• Work request: Copy out the whole listing below exactly.
----
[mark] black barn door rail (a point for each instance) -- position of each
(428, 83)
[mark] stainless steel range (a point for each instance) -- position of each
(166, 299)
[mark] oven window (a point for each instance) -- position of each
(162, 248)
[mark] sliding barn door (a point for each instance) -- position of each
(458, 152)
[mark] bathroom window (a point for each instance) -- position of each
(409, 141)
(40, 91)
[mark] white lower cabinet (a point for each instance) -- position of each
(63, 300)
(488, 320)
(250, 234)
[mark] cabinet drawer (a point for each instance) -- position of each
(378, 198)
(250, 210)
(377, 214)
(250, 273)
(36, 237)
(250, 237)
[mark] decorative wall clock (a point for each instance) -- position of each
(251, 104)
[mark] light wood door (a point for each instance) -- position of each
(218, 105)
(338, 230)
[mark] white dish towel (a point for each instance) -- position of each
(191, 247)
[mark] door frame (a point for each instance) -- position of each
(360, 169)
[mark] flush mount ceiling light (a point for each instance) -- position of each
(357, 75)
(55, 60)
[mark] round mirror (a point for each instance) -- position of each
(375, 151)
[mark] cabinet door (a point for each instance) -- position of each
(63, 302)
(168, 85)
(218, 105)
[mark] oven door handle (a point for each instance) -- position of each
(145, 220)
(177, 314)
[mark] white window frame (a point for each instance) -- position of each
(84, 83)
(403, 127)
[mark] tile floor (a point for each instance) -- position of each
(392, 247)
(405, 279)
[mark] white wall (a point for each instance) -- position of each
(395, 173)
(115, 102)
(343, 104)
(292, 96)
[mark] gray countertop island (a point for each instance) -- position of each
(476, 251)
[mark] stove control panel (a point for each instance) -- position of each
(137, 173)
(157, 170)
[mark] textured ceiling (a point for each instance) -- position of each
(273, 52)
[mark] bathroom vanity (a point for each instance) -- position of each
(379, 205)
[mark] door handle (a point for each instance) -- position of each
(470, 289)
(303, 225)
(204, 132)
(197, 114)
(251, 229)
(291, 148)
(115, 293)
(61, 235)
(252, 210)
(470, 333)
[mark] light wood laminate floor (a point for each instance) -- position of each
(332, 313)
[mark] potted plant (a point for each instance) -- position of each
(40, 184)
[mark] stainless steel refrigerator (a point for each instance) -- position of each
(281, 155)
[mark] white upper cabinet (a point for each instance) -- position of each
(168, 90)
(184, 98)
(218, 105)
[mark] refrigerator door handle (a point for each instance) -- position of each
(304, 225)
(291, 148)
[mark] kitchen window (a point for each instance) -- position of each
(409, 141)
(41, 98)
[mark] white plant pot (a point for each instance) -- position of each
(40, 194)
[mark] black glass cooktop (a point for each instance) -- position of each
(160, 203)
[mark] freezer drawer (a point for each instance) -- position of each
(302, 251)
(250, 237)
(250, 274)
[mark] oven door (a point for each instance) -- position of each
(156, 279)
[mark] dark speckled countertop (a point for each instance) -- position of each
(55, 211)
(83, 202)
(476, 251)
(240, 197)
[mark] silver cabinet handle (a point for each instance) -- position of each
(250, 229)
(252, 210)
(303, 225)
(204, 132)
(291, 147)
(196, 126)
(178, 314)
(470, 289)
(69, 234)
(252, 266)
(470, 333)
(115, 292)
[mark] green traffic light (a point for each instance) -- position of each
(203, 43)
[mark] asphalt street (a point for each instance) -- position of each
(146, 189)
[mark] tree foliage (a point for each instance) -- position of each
----
• Final answer:
[mark] black barn door rail (a point for each instance) -- position of each
(428, 83)
[mark] stainless steel range (a point for each instance) -- position of each
(166, 299)
[mark] oven window (a point for each instance) -- position of each
(162, 248)
[mark] sliding barn door (a point for each instance) -- position of each
(458, 152)
[mark] bathroom window (a point for each instance) -- position of each
(409, 141)
(40, 91)
[mark] white lower cabinet (a point for each instance) -- position of each
(63, 300)
(488, 320)
(250, 234)
[mark] cabinet drawer (a point for each instance) -- position of each
(378, 198)
(250, 210)
(377, 214)
(250, 273)
(36, 237)
(250, 237)
[mark] decorative wall clock (a point for each instance) -- position of each
(251, 104)
[mark] light wood door (a point for each instance) -- position of each
(218, 105)
(338, 230)
[mark] white dish towel (a point for each instance) -- position of each
(191, 247)
[mark] door frame (a point for each instance) -- position of each
(360, 169)
[mark] flush mount ceiling light (a point for each instance) -- position of each
(357, 75)
(55, 60)
[mark] round mirror (a point for each instance) -- position of each
(375, 151)
[mark] cabinet door (a point for each instance) -- position of each
(63, 302)
(168, 85)
(218, 105)
[mark] oven door handle (a point for each instance) -- position of each
(145, 220)
(177, 314)
[mark] white window frame (a point for each instance) -- position of each
(84, 83)
(403, 127)
[mark] tile floor (a point for each instance) -- position of each
(392, 247)
(405, 279)
[mark] white wall (a point for each instance) -- position of each
(395, 173)
(115, 102)
(343, 104)
(292, 96)
[mark] gray countertop island (a point for each instance) -- position of each
(476, 251)
[mark] stove control panel (a point for each instance) -- position of each
(137, 173)
(157, 170)
[mark] textured ceiling (a point for each instance) -- position of each
(273, 52)
[mark] bathroom vanity (a point for each instance) -- position of each
(379, 205)
[mark] door handle (a point for each instance) -- position of each
(470, 289)
(303, 225)
(204, 132)
(197, 114)
(251, 229)
(291, 148)
(115, 293)
(61, 235)
(252, 210)
(470, 333)
[mark] light wood laminate floor (a point for each instance) -- position of each
(332, 313)
[mark] potted plant (a point for each instance) -- position of each
(40, 184)
[mark] stainless steel refrigerator (a point for each instance) -- position of each
(281, 155)
[mark] white upper cabinet (a point for each instance) -- position of each
(168, 90)
(184, 98)
(218, 105)
[mark] refrigerator door handle (a point for each instance) -- position of each
(304, 225)
(291, 148)
[mark] kitchen window (a point for each instance) -- position of each
(409, 141)
(41, 98)
[mark] white plant pot (a point for each instance) -- position of each
(40, 194)
[mark] black glass cooktop (a point for each instance) -- position of each
(160, 203)
[mark] freezer drawer (a point for each instance) -- position of each
(302, 251)
(250, 237)
(250, 274)
[mark] oven door (a point for each instance) -- position of each
(156, 279)
[mark] dark speckled countertop (a point for each instance) -- position of each
(55, 211)
(83, 202)
(476, 251)
(240, 197)
[mark] silver cabinet handle (a point for each instance) -- position of each
(250, 229)
(252, 210)
(303, 225)
(204, 132)
(291, 147)
(196, 126)
(178, 314)
(470, 289)
(69, 234)
(252, 266)
(470, 333)
(115, 292)
[mark] green traffic light (a point for each instance) -- position of each
(203, 43)
[mark] asphalt street (a point for each instance) -- position of each
(146, 189)
[mark] tree foliage (a point for each instance) -- position of each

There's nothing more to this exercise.